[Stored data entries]
* * * *

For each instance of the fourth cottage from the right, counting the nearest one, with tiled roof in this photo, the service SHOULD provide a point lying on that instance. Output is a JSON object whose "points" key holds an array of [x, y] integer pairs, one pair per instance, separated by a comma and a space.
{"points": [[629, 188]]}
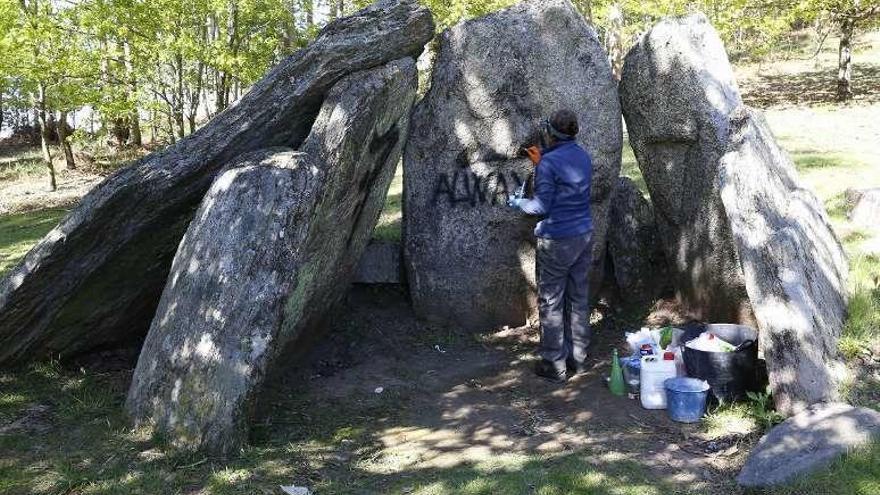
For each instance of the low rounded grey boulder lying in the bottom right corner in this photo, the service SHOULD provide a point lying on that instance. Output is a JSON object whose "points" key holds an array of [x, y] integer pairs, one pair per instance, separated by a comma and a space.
{"points": [[808, 442]]}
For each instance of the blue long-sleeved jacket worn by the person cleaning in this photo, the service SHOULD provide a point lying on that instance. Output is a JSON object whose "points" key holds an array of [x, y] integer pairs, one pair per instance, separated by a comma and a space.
{"points": [[562, 192]]}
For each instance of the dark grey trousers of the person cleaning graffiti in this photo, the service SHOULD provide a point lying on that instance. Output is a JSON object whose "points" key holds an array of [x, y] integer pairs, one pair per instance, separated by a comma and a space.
{"points": [[564, 298]]}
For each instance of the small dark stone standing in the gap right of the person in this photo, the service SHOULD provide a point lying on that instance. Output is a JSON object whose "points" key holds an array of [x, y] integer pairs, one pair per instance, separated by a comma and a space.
{"points": [[634, 249]]}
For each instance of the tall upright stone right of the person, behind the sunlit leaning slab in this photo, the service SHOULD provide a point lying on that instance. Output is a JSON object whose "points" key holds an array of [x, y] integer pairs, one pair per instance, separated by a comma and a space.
{"points": [[677, 92]]}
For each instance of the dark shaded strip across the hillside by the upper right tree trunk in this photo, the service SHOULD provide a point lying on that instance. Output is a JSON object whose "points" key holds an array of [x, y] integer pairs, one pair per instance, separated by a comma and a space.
{"points": [[811, 87]]}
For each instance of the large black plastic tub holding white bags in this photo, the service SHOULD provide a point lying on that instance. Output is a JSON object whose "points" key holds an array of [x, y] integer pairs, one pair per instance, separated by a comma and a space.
{"points": [[730, 374]]}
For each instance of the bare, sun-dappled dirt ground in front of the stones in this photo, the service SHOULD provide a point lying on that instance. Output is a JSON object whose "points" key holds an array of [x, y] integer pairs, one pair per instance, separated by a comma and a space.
{"points": [[456, 399]]}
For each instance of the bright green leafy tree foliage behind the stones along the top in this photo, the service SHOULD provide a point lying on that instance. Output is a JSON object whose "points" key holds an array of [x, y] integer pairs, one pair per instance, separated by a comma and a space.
{"points": [[118, 65]]}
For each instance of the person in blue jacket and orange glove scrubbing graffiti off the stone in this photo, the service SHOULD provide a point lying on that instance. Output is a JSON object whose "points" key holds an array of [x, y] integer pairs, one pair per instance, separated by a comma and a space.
{"points": [[564, 245]]}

* * * *

◆ THE PROBLEM
The data above should be set down again exactly, with the pictures omitted.

◆ TASK SOLUTION
For each instance of the fourth cottage from the right, counting the nearest one, with tiled roof in this photo, the service SHOULD provide a point lying on that instance. Output is a JSON object whose "points" key holds an array of [x, y] integer pairs, one pair per instance, separated by a comma and a space.
{"points": [[629, 188]]}
For each instance of the low rounded grey boulder lying in the bottom right corner in this photo, the service SHOULD provide a point lying on that instance. Output is a JSON object whose "points" key holds an array of [x, y] integer pairs, one pair per instance, separated by a comma and a space.
{"points": [[808, 442]]}
For each instance of the blue long-sleeved jacket worn by the person cleaning in this photo, the service SHOULD provide a point lying on that instance. Output is a JSON object whose "points" key holds an array of [x, y] integer pairs, one pair per instance, separated by a comma and a space.
{"points": [[562, 192]]}
For each instance of the dark grey trousers of the person cleaning graffiti in this photo, the service SHOULD provide a point lying on that instance. Output is a JSON object whose "points" key holds an array of [x, y] integer pairs, one pair per instance, separated by a comma and a space.
{"points": [[564, 298]]}
For each instance of the small dark stone standing in the gap right of the person in this photo, the service SHOULD provide a point lying on that instance. Output is a JSON object whose "points" key holds an array of [x, y] integer pairs, one pair per instance, separated by a comma and a space.
{"points": [[634, 249]]}
For each instance of the tall upright stone right of the person, behind the sunlit leaning slab in this photo, the service SHOULD provide a point lying on that instance. Output is a JSON object whose "points" key holds an array of [x, y] integer pairs, one pair per instance, separated by a comma and a space.
{"points": [[677, 92]]}
For each instance of the dark shaded strip across the hillside by the upper right tree trunk in this photo, the service SHOULD provide a point lying on that instance. Output is a JSON object whose "points" key holds an array of [x, y] integer pairs, one pair per instance, separated by a comma and a space.
{"points": [[811, 87]]}
For each instance of the large black plastic tub holding white bags in this photo, the service SHOULD provide a point lying on that instance. Output is a JSON object whose "points" key holds an array of [x, y] integer pairs, one pair per instance, separated by a comma and a space.
{"points": [[730, 374]]}
For each instance of the bare, sun-dappled dirt ground in front of the stones in this photo, the service SHOULD provide a point lying on that instance. Output is a JSON object whose "points" key holds an array of [x, y] integer pairs, one pair per instance, separated by a comma and a space.
{"points": [[456, 399]]}
For each instance of the bright green leafy tree foliage behind the stones along the top in this photo, the service SHOULD provide a point lying on that instance. Output is a JSON object whose "points" key holds an array of [x, y] integer pairs, one pair per instance, separated by a comma and a space.
{"points": [[118, 65]]}
For each instance of the person in blue jacket and orange glove scrubbing graffiti off the stone in this photo, the service SHOULD provide a point lying on that instance. Output is a JSON object whose "points" key holds an array of [x, y] integer pairs, one pair per instance, separated by a comma and a space.
{"points": [[564, 245]]}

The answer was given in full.